▶ _What to produce_
Write out, unchanged, the lines from the one holding "of the blue" to the close of the listing. Both the first and last lines belong in it.

▶ _Entries_
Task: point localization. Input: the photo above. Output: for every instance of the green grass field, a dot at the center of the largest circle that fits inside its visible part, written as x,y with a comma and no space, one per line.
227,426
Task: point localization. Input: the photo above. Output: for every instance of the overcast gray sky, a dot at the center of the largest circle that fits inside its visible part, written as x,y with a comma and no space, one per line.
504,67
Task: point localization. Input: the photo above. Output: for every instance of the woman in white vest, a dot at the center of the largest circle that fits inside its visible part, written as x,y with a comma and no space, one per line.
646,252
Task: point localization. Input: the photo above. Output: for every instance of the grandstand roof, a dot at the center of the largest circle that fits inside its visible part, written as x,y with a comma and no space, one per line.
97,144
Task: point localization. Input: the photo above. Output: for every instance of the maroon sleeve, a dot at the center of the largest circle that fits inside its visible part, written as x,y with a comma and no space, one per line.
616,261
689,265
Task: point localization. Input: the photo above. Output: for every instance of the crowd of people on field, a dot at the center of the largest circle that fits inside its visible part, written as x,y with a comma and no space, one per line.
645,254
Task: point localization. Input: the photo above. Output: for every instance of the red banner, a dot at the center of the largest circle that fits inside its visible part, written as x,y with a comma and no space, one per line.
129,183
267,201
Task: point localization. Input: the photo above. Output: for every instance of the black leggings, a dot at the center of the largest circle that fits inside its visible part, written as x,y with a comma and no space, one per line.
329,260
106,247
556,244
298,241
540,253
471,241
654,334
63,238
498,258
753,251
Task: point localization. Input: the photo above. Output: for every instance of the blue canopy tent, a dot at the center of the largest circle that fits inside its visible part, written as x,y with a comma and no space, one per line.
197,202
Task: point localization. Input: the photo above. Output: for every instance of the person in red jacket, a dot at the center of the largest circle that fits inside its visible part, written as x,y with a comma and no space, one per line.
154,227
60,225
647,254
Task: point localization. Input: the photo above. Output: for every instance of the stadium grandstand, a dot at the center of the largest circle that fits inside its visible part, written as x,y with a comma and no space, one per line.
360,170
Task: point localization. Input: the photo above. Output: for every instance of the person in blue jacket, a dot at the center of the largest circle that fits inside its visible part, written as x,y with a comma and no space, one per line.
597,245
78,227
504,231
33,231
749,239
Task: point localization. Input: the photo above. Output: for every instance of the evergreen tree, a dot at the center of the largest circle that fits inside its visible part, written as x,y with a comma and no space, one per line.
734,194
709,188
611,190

▶ _The output_
Task: point localization. Input: the photo above. Output: for every instance of the blue canopy tent, a dot at the center of the largest circle that fits inside its visible part, written as x,y with a comma and no space, one per line.
197,202
Task: point localization. Input: the photo above. Output: for every instance of the person in red jacket, a dot at the center of the largest circle that fits inside its visible part, written as x,y with a comma and no space, one per line.
154,227
60,225
647,254
Task: point localization. Input: the photo above. Output: for every instance of the stadium grandstand, a dot at the center of the largest circle that fits inside its visible part, written as x,y with a comma and no space, one per line.
360,170
Task: point localization. Input: the photo above. Output: for every instance of the person in blue jacket, a dot at the center of the largest circle that fits inside its visible part, written as x,y with a comma and no space, one per line.
597,245
78,227
504,231
33,231
749,239
Task: point localization. Input: the photo above. Output: for every instance of the evergreen tree, a dot at the center of the largest circle that fits inside its visible part, written as x,y with a comma and no space, one per line.
734,194
709,188
611,190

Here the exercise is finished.